WHAT THE EXERCISE ASKS: All lines in the material below that hold "coordinates" should be found and copied.

DATA:
· · · · ·

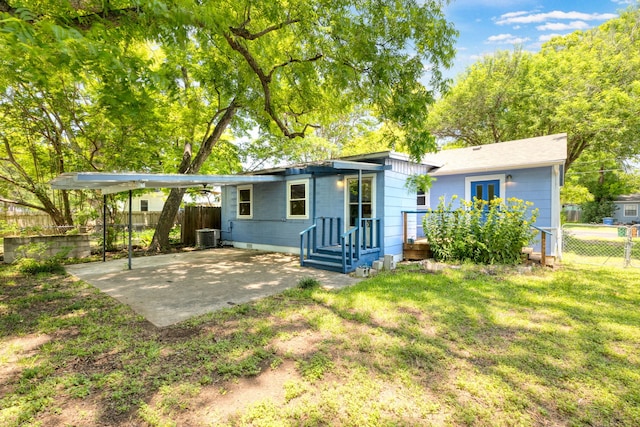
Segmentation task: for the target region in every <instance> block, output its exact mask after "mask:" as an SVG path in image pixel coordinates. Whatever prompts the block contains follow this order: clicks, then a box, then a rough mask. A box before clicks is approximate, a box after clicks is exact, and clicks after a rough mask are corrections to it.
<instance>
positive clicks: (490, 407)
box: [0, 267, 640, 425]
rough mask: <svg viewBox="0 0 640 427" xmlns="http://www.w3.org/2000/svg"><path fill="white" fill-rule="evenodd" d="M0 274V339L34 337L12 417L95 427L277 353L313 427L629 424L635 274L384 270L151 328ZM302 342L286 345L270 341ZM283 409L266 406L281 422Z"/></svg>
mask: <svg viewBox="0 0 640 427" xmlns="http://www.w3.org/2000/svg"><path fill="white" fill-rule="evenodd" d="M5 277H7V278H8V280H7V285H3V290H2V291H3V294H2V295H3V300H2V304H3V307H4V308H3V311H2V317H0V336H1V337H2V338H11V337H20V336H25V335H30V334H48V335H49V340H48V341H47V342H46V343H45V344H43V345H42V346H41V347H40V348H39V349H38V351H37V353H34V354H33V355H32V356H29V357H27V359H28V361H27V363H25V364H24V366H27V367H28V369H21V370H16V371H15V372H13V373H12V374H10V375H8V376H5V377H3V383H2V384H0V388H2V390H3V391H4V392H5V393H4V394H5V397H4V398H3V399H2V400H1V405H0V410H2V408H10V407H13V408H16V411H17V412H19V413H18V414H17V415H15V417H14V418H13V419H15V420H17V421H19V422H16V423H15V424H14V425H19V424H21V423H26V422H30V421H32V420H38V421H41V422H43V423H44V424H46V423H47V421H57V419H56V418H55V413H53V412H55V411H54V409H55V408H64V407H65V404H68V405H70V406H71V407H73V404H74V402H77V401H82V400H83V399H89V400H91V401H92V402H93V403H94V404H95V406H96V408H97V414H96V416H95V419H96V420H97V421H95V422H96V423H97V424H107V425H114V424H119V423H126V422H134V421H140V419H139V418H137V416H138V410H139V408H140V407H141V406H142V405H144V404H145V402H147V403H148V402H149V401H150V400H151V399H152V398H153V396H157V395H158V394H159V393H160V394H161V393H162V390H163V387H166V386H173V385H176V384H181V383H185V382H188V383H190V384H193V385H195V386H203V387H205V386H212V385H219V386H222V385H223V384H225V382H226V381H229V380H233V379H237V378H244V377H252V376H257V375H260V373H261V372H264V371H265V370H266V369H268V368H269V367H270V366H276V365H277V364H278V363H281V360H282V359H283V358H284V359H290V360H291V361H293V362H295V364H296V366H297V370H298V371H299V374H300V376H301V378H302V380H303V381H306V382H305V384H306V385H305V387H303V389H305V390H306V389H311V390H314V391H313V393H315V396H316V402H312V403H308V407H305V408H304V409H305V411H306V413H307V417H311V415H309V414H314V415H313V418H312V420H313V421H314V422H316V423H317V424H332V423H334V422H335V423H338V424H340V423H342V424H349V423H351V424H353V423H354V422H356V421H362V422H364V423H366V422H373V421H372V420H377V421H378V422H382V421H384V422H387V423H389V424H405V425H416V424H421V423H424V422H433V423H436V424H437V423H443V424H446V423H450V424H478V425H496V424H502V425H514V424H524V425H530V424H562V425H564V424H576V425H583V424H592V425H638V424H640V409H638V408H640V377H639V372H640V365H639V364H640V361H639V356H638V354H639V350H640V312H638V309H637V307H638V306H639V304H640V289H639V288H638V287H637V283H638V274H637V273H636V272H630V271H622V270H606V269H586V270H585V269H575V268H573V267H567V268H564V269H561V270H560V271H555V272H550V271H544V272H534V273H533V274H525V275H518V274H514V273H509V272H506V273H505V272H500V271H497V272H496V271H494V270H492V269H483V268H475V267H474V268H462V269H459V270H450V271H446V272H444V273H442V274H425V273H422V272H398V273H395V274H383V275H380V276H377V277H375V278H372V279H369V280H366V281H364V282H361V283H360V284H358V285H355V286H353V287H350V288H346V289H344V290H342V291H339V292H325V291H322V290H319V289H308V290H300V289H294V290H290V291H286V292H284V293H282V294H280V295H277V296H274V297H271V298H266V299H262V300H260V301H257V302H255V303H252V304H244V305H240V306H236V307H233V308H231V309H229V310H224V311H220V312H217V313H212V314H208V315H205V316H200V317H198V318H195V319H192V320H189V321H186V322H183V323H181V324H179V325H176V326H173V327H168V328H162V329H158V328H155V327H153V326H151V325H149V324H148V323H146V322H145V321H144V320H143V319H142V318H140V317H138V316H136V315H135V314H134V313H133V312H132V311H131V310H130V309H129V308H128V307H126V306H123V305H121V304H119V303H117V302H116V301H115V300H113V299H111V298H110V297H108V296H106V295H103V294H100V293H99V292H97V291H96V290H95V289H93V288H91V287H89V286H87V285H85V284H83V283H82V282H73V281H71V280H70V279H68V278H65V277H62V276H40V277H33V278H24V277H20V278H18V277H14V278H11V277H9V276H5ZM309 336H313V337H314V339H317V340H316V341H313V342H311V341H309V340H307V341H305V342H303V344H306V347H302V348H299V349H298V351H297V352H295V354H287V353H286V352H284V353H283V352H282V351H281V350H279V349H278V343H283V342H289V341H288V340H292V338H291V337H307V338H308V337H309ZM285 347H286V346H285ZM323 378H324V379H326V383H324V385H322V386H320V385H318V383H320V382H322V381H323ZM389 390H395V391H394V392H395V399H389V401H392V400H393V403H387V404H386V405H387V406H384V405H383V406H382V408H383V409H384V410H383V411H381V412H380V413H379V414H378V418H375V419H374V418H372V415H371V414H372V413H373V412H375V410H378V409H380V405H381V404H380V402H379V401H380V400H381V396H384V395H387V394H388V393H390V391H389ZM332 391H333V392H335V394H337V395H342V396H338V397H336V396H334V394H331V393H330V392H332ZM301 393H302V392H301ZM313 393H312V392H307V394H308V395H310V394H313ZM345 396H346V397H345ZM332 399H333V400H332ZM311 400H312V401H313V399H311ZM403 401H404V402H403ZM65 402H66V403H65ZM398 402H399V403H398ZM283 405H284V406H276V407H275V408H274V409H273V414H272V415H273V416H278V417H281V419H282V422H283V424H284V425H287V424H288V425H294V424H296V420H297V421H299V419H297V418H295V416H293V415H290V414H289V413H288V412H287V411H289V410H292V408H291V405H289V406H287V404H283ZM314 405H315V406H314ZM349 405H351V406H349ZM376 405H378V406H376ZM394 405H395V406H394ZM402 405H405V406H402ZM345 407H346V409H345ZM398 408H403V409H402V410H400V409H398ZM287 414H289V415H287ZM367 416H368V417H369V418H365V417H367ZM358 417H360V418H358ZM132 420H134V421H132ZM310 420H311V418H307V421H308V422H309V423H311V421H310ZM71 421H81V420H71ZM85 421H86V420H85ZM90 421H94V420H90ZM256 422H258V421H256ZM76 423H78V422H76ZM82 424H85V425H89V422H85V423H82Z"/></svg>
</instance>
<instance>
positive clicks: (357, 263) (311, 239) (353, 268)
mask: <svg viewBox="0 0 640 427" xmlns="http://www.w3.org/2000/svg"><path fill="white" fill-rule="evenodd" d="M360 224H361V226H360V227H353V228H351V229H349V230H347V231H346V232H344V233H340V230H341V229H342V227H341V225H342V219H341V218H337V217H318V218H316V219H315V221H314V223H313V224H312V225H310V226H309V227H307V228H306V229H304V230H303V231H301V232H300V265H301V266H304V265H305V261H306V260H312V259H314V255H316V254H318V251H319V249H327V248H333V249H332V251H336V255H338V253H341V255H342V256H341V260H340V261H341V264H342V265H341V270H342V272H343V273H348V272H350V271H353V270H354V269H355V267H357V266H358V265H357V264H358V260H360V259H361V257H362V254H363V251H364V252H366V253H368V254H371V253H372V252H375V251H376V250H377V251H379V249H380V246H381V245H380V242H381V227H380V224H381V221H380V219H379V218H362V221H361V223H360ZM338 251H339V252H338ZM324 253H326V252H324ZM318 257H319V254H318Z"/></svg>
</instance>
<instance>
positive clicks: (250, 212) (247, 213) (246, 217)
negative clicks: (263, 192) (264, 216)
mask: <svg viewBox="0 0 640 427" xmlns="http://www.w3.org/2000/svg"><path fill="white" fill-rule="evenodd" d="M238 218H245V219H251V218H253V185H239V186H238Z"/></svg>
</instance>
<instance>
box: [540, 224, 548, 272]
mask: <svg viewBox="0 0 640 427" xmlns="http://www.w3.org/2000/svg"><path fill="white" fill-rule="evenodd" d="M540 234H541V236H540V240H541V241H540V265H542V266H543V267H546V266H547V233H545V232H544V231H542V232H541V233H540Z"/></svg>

· · · · ·

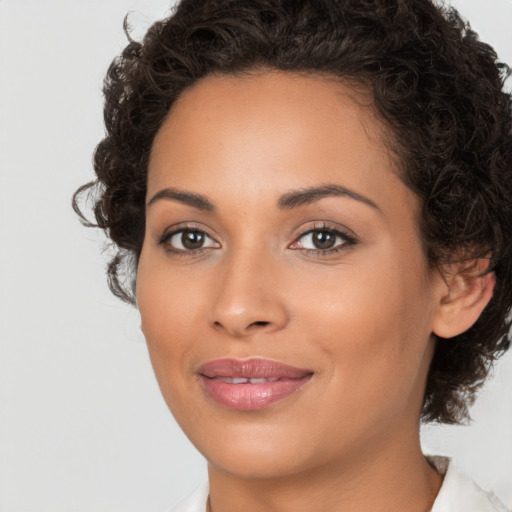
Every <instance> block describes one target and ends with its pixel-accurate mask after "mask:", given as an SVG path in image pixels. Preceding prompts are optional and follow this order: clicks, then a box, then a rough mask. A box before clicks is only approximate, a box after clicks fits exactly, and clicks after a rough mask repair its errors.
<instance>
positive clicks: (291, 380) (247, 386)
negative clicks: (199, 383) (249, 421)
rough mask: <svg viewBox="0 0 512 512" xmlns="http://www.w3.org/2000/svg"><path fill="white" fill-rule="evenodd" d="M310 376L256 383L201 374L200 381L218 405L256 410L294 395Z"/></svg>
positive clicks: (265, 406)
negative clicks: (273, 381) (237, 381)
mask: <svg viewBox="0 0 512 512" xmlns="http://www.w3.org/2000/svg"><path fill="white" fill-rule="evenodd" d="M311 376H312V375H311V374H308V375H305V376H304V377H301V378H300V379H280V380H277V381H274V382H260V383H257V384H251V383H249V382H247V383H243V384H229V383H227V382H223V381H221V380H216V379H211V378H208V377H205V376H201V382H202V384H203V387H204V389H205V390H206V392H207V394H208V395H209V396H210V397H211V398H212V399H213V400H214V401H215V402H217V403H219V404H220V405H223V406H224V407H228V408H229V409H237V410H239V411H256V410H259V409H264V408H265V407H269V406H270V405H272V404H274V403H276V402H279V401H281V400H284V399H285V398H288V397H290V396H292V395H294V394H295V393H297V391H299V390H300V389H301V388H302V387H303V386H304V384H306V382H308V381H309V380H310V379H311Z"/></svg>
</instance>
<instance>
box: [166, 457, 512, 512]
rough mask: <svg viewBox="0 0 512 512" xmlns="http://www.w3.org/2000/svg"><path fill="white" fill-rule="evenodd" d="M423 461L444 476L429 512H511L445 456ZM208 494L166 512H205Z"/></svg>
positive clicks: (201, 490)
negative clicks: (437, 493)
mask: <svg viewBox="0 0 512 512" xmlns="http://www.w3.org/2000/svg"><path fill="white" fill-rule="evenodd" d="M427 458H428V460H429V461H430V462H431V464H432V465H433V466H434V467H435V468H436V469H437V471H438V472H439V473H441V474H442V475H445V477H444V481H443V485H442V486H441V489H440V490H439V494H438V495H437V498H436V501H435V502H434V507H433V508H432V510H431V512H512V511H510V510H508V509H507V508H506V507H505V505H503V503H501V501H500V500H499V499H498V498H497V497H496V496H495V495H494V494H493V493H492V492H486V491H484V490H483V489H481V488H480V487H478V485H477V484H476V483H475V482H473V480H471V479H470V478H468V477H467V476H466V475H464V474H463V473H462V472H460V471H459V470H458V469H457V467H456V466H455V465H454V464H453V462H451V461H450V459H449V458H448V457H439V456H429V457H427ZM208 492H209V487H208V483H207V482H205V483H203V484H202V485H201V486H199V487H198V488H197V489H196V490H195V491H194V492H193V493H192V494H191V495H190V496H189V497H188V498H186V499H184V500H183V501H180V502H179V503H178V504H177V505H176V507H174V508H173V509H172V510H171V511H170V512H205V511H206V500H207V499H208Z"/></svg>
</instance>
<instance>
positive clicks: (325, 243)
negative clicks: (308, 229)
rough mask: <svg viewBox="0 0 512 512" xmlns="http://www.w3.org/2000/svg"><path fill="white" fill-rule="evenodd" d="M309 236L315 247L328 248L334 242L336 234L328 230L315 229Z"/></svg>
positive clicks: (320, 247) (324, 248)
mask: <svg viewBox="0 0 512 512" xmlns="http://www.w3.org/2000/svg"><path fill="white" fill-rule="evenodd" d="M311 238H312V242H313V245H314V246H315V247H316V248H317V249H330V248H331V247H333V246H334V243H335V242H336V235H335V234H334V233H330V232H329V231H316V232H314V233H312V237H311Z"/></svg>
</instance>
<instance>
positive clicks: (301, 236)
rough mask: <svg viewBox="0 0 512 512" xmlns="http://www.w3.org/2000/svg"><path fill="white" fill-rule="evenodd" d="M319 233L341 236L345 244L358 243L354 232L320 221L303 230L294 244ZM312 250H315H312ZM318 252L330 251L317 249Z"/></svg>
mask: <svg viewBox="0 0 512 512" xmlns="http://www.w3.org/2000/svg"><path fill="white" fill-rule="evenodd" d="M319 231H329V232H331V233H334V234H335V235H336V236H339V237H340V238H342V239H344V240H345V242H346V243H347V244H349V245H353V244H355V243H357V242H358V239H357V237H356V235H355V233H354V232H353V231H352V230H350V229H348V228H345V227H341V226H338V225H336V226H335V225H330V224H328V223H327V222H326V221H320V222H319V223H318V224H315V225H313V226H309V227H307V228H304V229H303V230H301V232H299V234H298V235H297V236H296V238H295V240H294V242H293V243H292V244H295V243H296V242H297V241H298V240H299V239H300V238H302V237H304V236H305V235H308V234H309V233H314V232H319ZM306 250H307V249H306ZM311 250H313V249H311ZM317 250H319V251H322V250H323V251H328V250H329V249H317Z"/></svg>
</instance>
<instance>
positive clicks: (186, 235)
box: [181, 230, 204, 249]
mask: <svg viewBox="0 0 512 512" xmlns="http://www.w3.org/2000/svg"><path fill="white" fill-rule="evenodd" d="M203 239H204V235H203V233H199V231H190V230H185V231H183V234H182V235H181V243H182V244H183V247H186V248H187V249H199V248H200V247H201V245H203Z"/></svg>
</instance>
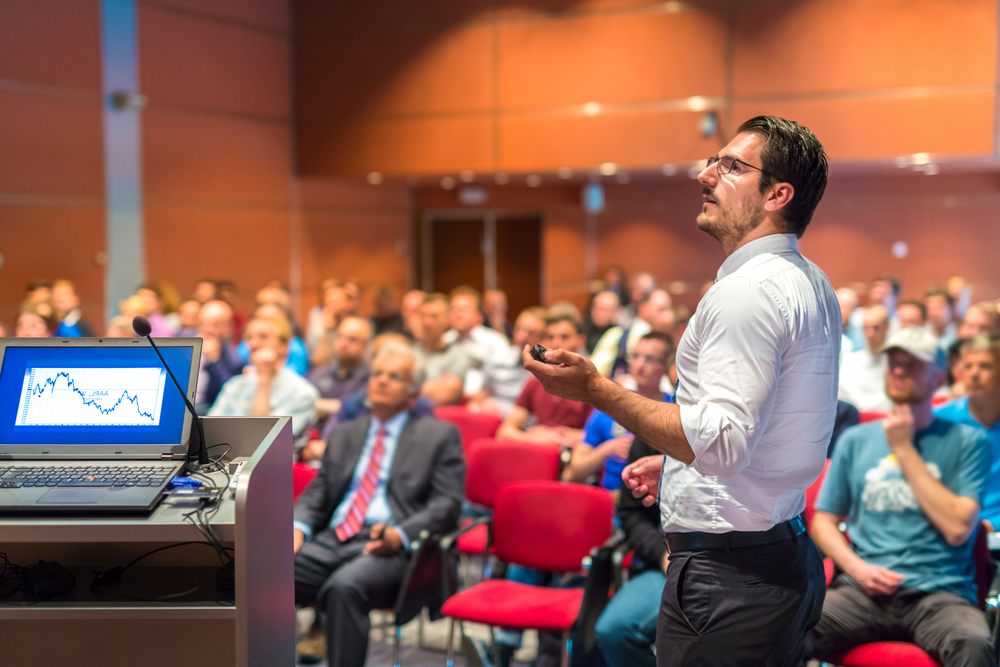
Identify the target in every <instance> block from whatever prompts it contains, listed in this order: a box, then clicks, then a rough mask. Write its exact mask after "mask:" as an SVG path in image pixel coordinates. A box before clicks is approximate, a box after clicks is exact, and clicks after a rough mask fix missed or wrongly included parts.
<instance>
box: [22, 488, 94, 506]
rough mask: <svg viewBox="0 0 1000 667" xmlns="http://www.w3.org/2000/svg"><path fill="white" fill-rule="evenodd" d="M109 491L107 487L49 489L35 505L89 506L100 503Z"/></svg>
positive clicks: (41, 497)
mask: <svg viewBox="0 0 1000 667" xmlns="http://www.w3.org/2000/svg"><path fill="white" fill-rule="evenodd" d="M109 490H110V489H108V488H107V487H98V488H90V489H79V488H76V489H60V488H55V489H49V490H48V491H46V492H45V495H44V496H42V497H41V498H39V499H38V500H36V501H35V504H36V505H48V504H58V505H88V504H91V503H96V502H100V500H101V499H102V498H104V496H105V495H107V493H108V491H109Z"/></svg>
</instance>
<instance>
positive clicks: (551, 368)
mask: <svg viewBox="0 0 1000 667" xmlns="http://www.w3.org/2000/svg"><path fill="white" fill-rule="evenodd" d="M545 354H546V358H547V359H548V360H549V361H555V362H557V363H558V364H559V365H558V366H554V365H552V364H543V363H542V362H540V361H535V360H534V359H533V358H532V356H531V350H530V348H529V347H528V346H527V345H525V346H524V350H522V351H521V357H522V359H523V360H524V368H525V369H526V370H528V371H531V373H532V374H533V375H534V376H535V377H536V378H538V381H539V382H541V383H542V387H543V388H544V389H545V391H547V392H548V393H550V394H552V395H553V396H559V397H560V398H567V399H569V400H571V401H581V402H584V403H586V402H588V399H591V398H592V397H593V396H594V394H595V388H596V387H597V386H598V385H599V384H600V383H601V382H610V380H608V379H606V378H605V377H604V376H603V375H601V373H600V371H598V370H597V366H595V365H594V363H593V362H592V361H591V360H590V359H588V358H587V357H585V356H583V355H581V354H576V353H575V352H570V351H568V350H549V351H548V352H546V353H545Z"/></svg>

· · · · ·

YOUR RESPONSE:
Segmentation task: for the target region in every <instance> block, output its exact mask after "mask:" as an SVG path in image pixel coordinates. Whatever prompts the block contains follow this order: clicks, then a box, then a rough mask. A box before clicks is approximate, a box after clicks is exact, and clicks after a rough mask are corrections to it.
Identify the target in every <instance> block from whatever prompts it contains, listed in this order: a box, then clicks, then a rough mask. Write its exact mask after "mask:" as an SVG path in image pixel coordinates. A box before clicks is approximate, a box after clicks is exact, and clicks after a rough mask fix missed or wrongly included parts.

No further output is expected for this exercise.